Material to process Block Start

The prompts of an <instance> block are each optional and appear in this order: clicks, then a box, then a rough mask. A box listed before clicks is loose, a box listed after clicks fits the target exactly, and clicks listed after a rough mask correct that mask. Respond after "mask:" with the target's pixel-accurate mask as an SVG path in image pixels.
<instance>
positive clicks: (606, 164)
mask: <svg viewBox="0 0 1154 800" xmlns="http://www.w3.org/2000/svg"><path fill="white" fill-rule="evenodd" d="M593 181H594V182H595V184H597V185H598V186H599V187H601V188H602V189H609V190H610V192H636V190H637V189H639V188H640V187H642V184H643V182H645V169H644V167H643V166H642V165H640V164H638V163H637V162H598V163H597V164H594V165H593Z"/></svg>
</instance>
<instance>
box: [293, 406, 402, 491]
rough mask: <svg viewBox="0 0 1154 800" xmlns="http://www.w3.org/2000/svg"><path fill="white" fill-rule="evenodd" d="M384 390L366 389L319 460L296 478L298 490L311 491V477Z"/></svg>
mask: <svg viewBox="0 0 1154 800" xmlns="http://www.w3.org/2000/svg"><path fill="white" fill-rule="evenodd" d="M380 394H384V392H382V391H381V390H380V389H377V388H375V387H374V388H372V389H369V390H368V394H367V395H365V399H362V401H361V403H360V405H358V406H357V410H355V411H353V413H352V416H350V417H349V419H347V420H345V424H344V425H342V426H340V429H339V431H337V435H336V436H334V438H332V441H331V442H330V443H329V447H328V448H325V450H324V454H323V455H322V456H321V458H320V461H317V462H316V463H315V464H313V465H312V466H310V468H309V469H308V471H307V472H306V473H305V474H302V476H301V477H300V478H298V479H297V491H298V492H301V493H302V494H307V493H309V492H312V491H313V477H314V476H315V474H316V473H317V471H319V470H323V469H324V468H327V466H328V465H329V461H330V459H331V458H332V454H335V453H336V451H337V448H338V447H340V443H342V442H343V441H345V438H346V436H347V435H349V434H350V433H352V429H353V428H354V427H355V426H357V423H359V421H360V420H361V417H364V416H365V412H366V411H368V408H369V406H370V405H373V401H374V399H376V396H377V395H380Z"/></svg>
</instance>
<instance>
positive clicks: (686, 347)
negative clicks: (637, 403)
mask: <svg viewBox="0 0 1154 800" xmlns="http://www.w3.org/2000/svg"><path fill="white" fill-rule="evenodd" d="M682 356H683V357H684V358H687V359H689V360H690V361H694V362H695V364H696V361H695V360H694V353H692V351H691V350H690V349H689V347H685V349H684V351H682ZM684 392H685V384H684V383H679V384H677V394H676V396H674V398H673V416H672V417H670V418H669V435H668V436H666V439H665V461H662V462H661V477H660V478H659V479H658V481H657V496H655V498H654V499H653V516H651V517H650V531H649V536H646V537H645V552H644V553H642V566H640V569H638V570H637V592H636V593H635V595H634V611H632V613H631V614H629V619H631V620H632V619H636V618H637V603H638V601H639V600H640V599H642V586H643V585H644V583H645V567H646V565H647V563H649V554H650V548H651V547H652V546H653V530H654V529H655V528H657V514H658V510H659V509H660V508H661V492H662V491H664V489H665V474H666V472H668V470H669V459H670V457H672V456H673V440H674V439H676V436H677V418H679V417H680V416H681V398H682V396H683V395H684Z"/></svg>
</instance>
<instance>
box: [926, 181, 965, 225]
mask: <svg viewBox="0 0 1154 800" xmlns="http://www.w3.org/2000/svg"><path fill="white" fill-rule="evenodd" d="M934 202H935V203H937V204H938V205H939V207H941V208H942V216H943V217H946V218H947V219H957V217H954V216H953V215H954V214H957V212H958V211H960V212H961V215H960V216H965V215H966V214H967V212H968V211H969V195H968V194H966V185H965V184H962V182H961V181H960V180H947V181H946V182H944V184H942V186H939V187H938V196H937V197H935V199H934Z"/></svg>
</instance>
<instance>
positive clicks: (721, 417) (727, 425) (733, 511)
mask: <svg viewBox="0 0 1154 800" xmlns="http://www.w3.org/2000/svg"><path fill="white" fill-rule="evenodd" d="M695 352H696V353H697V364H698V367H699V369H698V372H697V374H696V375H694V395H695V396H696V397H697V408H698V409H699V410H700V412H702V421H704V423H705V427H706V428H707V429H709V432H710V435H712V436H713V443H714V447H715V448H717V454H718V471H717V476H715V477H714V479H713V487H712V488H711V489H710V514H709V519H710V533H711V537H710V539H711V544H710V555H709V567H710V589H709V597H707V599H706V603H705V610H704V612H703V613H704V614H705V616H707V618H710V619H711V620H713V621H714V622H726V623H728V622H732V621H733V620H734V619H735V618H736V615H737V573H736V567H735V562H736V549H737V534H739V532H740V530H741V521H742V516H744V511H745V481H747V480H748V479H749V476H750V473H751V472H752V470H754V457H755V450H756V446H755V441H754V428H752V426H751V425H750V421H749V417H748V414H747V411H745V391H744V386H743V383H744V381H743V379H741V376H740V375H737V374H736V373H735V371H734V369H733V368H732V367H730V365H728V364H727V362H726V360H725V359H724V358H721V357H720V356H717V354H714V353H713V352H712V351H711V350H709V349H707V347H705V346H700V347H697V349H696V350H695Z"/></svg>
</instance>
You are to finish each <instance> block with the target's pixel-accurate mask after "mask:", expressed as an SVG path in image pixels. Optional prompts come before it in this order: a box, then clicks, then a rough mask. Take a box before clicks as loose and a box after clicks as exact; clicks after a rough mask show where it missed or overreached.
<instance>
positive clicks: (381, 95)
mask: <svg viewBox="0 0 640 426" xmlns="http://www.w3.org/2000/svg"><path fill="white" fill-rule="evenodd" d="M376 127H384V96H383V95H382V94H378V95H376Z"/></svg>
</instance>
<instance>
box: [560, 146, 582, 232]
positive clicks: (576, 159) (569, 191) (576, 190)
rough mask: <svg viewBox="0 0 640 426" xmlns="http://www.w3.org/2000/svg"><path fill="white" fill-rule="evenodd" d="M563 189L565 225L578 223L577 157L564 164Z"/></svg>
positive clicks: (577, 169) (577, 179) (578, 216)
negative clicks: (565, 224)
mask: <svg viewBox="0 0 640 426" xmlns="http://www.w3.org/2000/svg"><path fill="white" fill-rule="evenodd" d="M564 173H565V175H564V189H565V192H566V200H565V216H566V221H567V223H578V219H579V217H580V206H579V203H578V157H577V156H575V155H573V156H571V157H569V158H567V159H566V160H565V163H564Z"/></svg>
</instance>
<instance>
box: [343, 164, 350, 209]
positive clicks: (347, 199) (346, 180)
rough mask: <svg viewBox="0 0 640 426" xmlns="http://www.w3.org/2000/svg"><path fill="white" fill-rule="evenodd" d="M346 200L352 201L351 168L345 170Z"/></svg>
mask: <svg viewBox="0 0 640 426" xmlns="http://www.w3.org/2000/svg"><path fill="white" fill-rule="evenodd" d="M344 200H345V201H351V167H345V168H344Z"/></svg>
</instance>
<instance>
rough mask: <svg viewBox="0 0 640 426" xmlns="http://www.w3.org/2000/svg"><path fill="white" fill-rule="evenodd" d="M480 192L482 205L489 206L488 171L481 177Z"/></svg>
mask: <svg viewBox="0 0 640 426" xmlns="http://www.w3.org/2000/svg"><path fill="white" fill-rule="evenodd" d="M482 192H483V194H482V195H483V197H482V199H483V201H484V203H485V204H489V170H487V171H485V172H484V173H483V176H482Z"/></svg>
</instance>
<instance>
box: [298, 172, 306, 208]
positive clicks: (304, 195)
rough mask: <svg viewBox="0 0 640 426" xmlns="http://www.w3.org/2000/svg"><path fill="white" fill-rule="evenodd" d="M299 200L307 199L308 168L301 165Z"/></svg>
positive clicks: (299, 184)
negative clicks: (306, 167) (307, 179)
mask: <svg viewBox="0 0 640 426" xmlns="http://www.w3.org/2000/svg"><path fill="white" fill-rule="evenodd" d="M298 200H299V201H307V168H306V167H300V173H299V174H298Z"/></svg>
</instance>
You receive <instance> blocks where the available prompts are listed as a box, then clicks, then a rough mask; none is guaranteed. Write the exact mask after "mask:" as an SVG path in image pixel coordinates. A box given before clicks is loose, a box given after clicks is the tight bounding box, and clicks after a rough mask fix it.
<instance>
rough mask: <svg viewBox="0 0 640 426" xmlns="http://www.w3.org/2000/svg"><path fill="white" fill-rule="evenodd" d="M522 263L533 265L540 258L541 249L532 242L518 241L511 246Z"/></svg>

Material to process Block End

Brief:
Each line from the top of the material above through the line containing "box: [293, 406, 402, 491]" must be output exactly, and no other line.

Expected answer:
The prompts of an <instance> block are each optional and appear in this order: clicks, then a box, then a rough mask. A box listed before clicks is loose, a box listed after clicks fits the target exactly, and clicks listed after a rough mask correct that mask. Respond after "mask:" with the target's pixel-accurate mask as an SVG path in image pixels.
<instance>
positive clicks: (606, 164)
mask: <svg viewBox="0 0 1154 800" xmlns="http://www.w3.org/2000/svg"><path fill="white" fill-rule="evenodd" d="M593 181H594V182H595V184H597V185H598V186H599V187H601V188H602V189H609V190H610V192H636V190H637V189H639V188H640V187H642V184H643V182H645V169H644V167H643V166H642V165H640V164H638V163H637V162H598V163H597V164H594V165H593Z"/></svg>
</instance>
<instance>
box: [293, 406, 402, 491]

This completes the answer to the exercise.